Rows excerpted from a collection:
# # # # # # #

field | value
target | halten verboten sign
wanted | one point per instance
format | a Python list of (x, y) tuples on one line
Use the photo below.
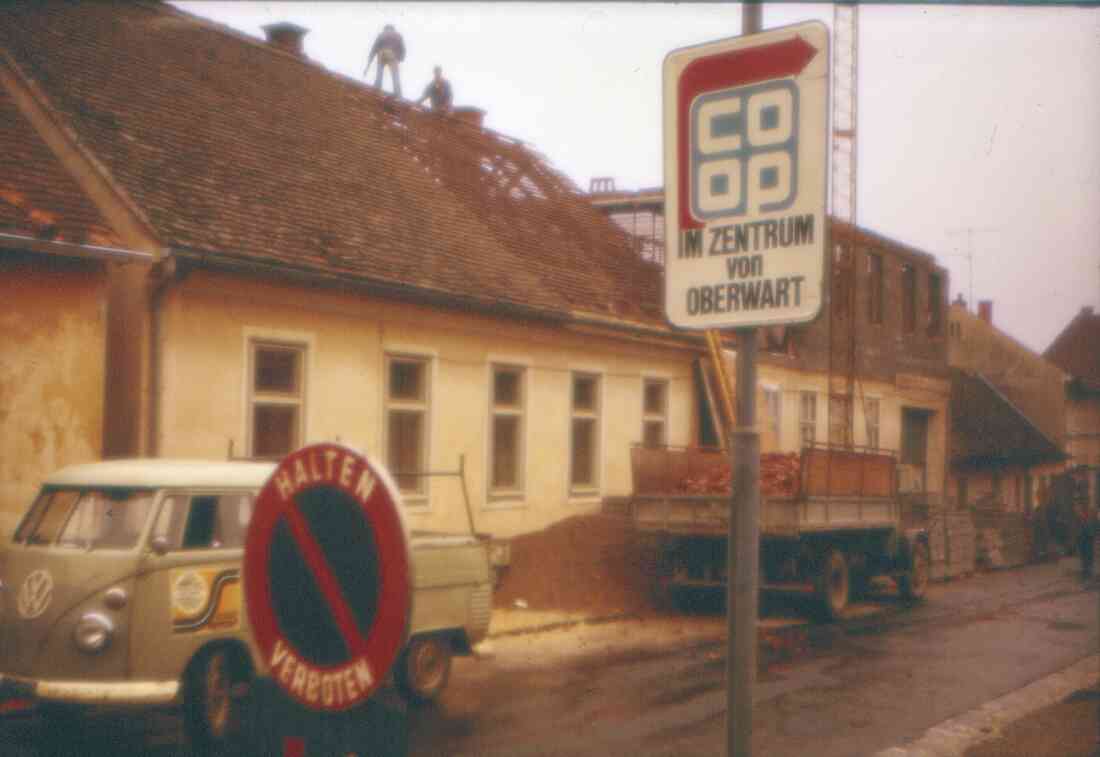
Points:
[(745, 178), (327, 577)]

# # # # # # #

### Problem details
Copy every row above again, requests included but pictures omitted, with each point coordinate in the answers multiplied by 2.05 and rounded to the nearest whole number, halves rounding up.

### Exercise solution
field | value
target | halten verboten sign
wanted | one point per instance
format | a Python list of (x, y) tuples on one line
Use the photo below.
Points:
[(1527, 365), (670, 1183)]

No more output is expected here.